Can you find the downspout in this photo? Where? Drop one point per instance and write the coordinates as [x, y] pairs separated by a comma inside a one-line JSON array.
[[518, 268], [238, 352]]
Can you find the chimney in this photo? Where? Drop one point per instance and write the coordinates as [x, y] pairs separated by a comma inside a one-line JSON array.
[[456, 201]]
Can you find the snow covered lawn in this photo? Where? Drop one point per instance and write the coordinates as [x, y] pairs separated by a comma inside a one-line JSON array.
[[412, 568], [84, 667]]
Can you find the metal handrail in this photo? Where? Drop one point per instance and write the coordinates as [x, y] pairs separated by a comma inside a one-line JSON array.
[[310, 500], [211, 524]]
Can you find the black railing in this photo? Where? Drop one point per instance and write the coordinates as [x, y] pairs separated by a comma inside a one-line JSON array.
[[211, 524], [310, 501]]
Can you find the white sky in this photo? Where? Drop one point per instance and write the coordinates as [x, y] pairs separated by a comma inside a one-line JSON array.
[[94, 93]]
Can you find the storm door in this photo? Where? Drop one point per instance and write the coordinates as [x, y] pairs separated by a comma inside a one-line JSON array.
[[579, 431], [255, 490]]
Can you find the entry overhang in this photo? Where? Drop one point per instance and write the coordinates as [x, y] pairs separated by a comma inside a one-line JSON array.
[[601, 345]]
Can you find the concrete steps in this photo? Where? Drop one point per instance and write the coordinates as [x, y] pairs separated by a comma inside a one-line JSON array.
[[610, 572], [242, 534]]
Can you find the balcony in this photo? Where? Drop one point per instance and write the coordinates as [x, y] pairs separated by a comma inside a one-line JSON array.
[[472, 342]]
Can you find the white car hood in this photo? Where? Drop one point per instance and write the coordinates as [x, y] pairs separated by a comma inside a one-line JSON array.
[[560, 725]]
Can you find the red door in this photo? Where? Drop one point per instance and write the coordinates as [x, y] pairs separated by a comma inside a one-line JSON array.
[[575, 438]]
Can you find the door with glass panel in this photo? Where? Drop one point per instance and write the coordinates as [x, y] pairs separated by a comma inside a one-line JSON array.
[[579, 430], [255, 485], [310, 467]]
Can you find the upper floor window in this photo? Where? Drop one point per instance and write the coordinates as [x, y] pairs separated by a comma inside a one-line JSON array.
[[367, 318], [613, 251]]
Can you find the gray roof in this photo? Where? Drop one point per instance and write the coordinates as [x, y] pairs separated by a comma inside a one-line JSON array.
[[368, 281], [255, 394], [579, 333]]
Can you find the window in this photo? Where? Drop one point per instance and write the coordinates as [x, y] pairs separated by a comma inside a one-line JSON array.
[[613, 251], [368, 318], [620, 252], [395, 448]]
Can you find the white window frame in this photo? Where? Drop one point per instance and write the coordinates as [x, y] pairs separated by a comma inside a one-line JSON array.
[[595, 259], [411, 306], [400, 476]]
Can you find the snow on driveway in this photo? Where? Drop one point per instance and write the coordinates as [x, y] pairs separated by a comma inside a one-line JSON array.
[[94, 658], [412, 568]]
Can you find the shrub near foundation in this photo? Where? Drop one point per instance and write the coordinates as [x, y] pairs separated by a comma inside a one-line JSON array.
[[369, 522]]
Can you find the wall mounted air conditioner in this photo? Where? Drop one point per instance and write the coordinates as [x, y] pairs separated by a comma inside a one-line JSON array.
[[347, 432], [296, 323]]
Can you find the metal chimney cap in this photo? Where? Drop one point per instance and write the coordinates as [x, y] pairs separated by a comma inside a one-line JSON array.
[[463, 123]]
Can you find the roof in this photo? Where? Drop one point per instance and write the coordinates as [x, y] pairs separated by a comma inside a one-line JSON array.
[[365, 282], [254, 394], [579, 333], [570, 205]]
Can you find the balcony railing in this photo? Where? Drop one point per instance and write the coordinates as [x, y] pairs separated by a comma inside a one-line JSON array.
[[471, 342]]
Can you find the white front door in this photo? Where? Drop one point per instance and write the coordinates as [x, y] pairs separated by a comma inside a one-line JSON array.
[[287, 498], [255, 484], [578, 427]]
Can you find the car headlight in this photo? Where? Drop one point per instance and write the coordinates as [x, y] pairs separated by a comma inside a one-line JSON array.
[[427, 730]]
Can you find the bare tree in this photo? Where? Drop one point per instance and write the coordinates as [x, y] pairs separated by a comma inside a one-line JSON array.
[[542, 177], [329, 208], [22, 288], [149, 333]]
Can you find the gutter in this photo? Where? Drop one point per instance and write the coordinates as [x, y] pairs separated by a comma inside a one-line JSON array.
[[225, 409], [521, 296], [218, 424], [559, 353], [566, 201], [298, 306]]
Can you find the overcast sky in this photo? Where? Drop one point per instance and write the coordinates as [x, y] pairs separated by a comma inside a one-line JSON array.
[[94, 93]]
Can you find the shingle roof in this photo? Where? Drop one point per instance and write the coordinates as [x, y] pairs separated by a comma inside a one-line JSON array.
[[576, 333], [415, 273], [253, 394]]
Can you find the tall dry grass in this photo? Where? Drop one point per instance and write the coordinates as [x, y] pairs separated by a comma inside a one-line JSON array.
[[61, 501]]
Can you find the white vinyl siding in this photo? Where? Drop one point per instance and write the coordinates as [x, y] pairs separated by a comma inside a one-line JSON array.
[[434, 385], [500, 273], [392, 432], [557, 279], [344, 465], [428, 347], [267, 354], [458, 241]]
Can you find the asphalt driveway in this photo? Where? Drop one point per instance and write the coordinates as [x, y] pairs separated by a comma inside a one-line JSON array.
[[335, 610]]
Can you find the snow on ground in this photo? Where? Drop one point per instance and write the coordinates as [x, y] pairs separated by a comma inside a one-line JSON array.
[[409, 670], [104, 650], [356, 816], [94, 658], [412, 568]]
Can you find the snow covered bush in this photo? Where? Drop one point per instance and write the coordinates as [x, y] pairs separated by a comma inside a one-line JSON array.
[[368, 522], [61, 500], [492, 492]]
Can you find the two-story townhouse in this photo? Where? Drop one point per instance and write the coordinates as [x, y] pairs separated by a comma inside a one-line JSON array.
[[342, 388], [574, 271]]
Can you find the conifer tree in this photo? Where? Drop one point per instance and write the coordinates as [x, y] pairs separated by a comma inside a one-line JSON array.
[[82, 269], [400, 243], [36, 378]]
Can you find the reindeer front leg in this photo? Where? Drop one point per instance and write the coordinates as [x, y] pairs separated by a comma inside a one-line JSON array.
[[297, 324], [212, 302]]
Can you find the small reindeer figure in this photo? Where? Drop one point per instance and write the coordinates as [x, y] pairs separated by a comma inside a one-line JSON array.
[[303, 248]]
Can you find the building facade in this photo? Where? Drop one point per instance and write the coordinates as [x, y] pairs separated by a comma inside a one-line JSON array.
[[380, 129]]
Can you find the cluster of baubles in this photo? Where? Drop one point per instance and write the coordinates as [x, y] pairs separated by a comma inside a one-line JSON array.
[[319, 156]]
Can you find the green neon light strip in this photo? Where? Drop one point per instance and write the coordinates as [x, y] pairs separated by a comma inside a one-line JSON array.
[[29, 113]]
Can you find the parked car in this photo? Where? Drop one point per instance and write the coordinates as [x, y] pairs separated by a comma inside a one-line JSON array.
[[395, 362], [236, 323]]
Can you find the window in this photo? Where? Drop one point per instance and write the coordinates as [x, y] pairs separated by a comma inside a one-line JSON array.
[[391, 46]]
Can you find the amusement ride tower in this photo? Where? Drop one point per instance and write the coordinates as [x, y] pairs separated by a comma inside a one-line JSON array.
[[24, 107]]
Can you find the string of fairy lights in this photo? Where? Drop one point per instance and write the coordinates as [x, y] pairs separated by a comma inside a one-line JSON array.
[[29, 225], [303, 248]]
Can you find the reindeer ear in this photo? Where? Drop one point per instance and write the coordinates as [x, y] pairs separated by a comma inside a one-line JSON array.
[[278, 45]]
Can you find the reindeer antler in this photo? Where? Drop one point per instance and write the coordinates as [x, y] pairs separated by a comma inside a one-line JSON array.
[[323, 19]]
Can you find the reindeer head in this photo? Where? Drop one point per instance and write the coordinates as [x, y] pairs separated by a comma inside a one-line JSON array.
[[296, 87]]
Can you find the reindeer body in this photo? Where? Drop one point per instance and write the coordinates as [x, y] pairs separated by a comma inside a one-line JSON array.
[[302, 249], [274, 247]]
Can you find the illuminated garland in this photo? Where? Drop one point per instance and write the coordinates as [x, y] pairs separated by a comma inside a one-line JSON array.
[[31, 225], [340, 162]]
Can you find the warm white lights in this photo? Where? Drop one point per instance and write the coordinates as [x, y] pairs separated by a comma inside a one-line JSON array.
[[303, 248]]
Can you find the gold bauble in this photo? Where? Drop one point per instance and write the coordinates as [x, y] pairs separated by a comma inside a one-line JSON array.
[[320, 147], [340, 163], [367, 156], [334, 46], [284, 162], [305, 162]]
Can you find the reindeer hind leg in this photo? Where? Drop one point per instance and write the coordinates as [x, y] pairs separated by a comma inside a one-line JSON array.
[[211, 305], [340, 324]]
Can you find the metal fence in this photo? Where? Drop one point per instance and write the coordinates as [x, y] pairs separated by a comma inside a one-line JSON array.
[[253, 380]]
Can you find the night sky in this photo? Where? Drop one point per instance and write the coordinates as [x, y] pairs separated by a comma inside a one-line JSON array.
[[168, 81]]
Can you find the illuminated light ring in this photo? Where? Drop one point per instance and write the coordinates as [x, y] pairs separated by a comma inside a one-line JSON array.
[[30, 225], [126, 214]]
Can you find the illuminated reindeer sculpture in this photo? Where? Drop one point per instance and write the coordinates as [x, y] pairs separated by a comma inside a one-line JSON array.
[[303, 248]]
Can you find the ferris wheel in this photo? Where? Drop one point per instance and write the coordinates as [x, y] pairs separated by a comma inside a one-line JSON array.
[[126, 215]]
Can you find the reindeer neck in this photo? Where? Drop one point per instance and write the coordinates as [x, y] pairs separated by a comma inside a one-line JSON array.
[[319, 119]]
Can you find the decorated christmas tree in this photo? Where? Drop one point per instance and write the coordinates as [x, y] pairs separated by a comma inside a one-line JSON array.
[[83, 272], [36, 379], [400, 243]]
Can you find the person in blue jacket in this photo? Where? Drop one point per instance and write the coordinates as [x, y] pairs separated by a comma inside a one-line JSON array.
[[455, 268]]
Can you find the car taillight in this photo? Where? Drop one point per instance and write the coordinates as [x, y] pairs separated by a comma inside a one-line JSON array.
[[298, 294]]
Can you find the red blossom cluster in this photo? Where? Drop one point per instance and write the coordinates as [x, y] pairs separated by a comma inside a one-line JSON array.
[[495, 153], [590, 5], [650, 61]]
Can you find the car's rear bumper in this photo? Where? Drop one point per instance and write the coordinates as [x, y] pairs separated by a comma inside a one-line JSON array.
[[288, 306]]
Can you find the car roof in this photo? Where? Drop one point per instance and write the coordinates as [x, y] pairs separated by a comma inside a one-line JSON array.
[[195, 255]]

- [WORK ORDER]
What you return should consist solely of the lines from the one containing "Can you find the person" through the end of the entries above, reproduced exactly.

- [SOLUTION FOR THIS TASK]
Can you find the person in blue jacket in this photo? Where? Drop one point per instance and write the coordinates as [x, y] pairs separated by a comma inside a one-line JSON array.
[[455, 268]]
Can you find the car taillight in this photo? Where? Drop one point per instance and write the coordinates as [x, y] pairs separated by a comma inside a one-line JSON array.
[[298, 294]]
Can you find the red blossom cluster in this photo? Where? Drop one point per instance and write the coordinates as [x, y] pairs separated by a comma inside a one-line JSON array.
[[495, 153], [590, 5], [650, 61]]
Can you find the car's rear bumper in this photo? Where? Drop one point per instance and write the coordinates as [x, y] pairs separated by a comma inside a one-line JSON array.
[[288, 306]]
Can you find the car roof in this photo? Where? Drop one point per instance and write the coordinates as [x, y] pairs separated by a comma inside a one-line JSON array.
[[195, 255]]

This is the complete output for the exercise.